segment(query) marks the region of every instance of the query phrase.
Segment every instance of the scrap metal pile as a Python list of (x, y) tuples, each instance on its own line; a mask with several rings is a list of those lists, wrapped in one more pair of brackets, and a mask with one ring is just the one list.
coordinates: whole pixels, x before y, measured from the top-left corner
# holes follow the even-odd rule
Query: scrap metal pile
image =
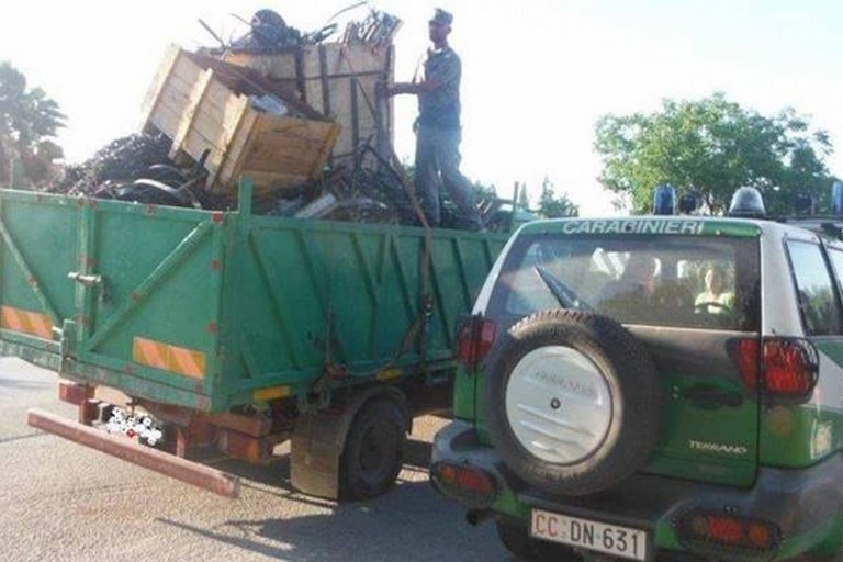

* **What is required**
Please turn every line of the records above into a JSON list of strings, one string per line, leaving out blank lines and the picture.

* **Solution for this problem**
[
  "segment(query) marks the region of every instance of the query phrase.",
  "Segment every instance of the scrap metal pile as a Python list of (x, y) tuples, each instance on its own line; a mask with several rings is a list of those lists, wrapped in one more pair of brackets, and a mask with one ring is just the one list.",
  "coordinates: whole pixels, x before y, measured from the top-left corner",
  "# holes follow the even-odd rule",
  "Query: scrap metal pile",
  "image ="
]